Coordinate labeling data
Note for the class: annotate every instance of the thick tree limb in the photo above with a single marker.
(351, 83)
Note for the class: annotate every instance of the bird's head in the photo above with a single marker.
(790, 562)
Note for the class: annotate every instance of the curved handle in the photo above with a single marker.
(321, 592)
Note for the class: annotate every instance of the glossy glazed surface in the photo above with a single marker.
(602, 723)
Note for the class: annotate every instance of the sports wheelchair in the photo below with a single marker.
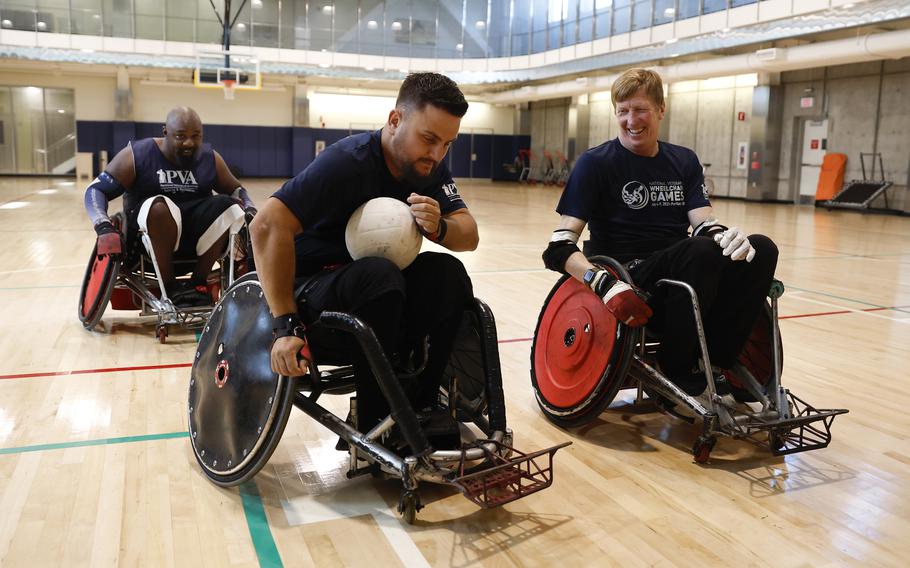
(582, 357)
(129, 281)
(238, 407)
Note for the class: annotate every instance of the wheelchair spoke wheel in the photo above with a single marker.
(97, 286)
(238, 407)
(580, 355)
(757, 356)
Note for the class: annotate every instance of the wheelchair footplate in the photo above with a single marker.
(502, 480)
(807, 429)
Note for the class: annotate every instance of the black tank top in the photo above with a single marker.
(156, 175)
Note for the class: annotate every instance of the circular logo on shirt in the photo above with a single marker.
(635, 194)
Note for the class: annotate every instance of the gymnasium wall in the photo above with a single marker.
(868, 109)
(254, 131)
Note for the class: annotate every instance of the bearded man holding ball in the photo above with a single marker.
(300, 234)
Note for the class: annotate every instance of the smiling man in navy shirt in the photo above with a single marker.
(639, 197)
(300, 233)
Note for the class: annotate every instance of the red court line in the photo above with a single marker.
(832, 313)
(184, 365)
(92, 371)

- Problem to solve:
Keep the pictures out of the copy and return the rest of the data above exactly.

- Response to the exercise:
Note for the class: annotate every instance of the thick tree limb in the photo above with a single marker.
(351, 83)
Note for the class: annotate every instance of the bird's head in the photo above with a single marker.
(790, 562)
Note for the class: annotate every instance of the curved handle in the photo above with a single marker.
(321, 592)
Note for the class: annotate every instance of the glossy glazed surface in the photo above with a single marker.
(602, 723)
Note for the class: annotate every instance of the sports wheelchair in the photo below with a single marker.
(582, 357)
(129, 281)
(238, 407)
Note for the class: annotate every instance of the wheelchair spoke wheel in the photo above with a single marker.
(97, 286)
(238, 407)
(580, 355)
(757, 356)
Note for the class: annotate every instance of the wheelchair footplate in the photo above with a single marker.
(502, 480)
(807, 429)
Note for the class: annotate every instance of the black tank top in the photo above with a single marker.
(156, 175)
Note for the class: annotate every instance of the circular logo on shirt in the photo above with a single marker.
(635, 194)
Note for the class: annotate every instance of the gymnasium wall in the photo above with a single marker.
(868, 109)
(254, 131)
Note for the class: annotate every instance of the bearded man holding ball in the photo above with a single marker.
(300, 234)
Note for the class: annotate every instance of the smiling man in navy shirt in the photo above with a single marker.
(639, 197)
(300, 233)
Note for the class: annotate every instance of the red court line in the photo above with a single marker.
(832, 313)
(184, 365)
(92, 371)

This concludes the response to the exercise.